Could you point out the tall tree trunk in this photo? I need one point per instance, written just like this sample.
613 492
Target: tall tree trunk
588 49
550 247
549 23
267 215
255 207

• • • • • • •

:: THE TASK ::
Rewrite the records with every "tall tree trunk" changed to "upright tree trunk" and nothing else altered.

:: FINISHED TASK ::
Could you point out the upright tree trunk in this photo? I need one point per instance, written just like this sample.
613 492
Target: upright tree trunk
588 49
550 247
549 23
267 215
255 207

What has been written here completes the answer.